*To do*. In the phylogenetic analyses excerpt, which cp genomes were used as the outgroup?

*Extract*.
------------------------------------------------
Phylogenetic analyses

The plastome sequences of Alseodaphne gracilis, A. huanglianshanensis, A. semecarpifolia, Cinnamomum camphora, C. kanehirae, C. micranthum, C. verum, Endiandra discolor (GenBank accession number KT588615)51, E. globosa (GenBank accession number KT588614)51, Laurus nobilis, Lindera glauca, Litsea glutinosa, Machilus balansae, M. pauhoi, M. thunbergii, M. yunnanensis, Nectandra angustifolia, Persea americana, Phoebe chekiangensis, P. omeiensis, P. sheareri, P. zhennan, and Sassafras tzumu were downloaded from the NCBI GenBank. Thereafter, we used MAFFT to align these 23 sequences and our nine Lindera sequences and manually edited where necessary with BioEdit software. After these steps, the jModelTest 2.0 program was used to calculate nucleotide substitution, and the results indicated that the optimal model was “GTR + G”52. The “GTR + G” model was used for all maximum likelihood (ML) analyses implemented in RAxML version 8.0.20, as suggested in the manual53. Nonparametric bootstrapping was performed with the “fast bootstrap” algorithm of RAxML and 1000 replicates. The cp genomes of Endiandra discolor and E. globosa were used as the outgroup.
------------------------------------------------
*Entries provided*.
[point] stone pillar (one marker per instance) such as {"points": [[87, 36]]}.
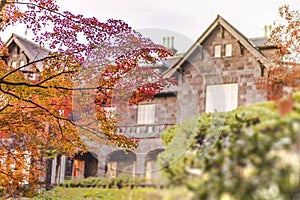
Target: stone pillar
{"points": [[140, 164]]}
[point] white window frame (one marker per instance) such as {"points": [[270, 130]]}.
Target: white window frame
{"points": [[228, 50], [22, 63], [14, 64], [146, 114], [221, 98], [217, 51]]}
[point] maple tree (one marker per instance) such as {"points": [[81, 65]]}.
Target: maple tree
{"points": [[282, 77], [48, 116]]}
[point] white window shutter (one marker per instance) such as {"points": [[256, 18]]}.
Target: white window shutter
{"points": [[221, 98]]}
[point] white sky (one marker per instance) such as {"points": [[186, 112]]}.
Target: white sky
{"points": [[187, 17]]}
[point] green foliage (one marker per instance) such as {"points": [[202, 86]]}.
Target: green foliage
{"points": [[248, 153], [114, 194], [98, 182]]}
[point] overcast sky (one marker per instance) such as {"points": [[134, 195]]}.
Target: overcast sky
{"points": [[186, 17]]}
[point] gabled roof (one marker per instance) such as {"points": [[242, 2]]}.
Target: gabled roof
{"points": [[219, 21], [31, 50]]}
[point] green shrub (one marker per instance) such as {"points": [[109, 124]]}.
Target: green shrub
{"points": [[248, 153]]}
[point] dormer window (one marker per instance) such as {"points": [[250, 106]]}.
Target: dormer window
{"points": [[22, 63], [14, 64], [146, 114], [217, 51], [228, 50]]}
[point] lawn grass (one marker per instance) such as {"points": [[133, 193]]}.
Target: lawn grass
{"points": [[60, 193]]}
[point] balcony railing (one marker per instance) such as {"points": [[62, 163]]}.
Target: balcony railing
{"points": [[143, 130]]}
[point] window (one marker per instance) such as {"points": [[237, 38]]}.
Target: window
{"points": [[228, 50], [217, 51], [146, 114], [14, 64], [78, 169], [221, 98], [22, 63]]}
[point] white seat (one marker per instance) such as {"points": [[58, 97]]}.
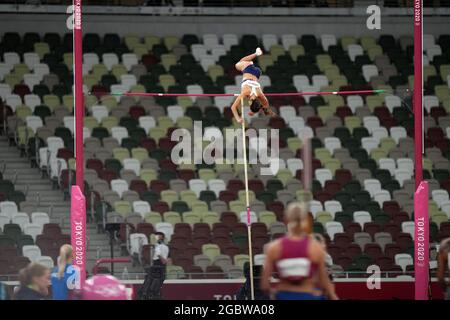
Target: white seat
{"points": [[296, 124], [175, 112], [129, 60], [268, 41], [354, 102], [69, 123], [259, 259], [369, 143], [408, 227], [11, 58], [430, 102], [333, 227], [287, 112], [137, 241], [294, 164], [54, 144], [305, 133], [8, 207], [229, 40], [392, 102], [32, 252], [34, 122], [387, 164], [197, 185], [380, 133], [210, 40], [128, 80], [397, 133], [33, 229], [4, 219], [198, 50], [147, 122], [89, 60], [46, 261], [119, 185], [320, 80], [333, 206], [403, 260], [354, 50], [206, 61], [32, 100], [300, 82], [165, 228], [323, 175], [372, 186], [381, 196], [328, 40], [119, 133], [30, 59], [401, 175], [315, 206], [132, 164], [405, 163], [40, 218], [440, 196], [369, 71], [110, 59], [217, 185], [31, 80], [99, 112], [362, 217], [288, 40]]}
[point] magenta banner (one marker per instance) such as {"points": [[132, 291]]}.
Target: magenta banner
{"points": [[78, 94], [421, 241], [78, 231], [418, 90]]}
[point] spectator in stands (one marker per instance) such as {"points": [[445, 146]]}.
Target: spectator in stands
{"points": [[161, 254], [444, 266], [62, 274], [34, 282], [299, 261], [250, 88]]}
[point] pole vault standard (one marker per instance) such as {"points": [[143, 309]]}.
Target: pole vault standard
{"points": [[421, 214], [290, 94]]}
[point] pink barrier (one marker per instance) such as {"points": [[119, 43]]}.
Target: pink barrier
{"points": [[78, 231], [421, 242]]}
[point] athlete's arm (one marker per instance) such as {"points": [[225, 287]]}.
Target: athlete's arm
{"points": [[442, 265], [268, 267]]}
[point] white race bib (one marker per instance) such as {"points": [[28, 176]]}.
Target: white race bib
{"points": [[294, 267]]}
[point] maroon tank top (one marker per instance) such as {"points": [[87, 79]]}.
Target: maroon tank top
{"points": [[294, 264]]}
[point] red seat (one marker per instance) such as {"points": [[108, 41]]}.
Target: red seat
{"points": [[160, 207], [137, 111]]}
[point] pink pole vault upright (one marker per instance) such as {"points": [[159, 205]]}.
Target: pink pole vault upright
{"points": [[78, 231], [421, 242], [418, 90], [79, 98]]}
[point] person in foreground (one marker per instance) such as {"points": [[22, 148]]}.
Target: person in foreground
{"points": [[34, 283], [251, 89], [299, 261], [62, 274], [444, 266]]}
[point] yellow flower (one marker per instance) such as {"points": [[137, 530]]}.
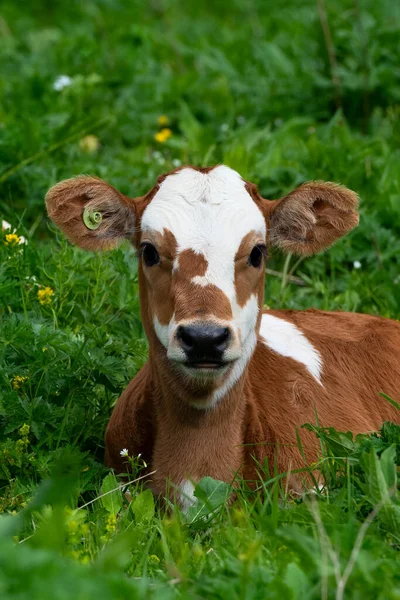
------------------------------------------------
*Result of the task*. Those of Endiandra discolor and E. globosa.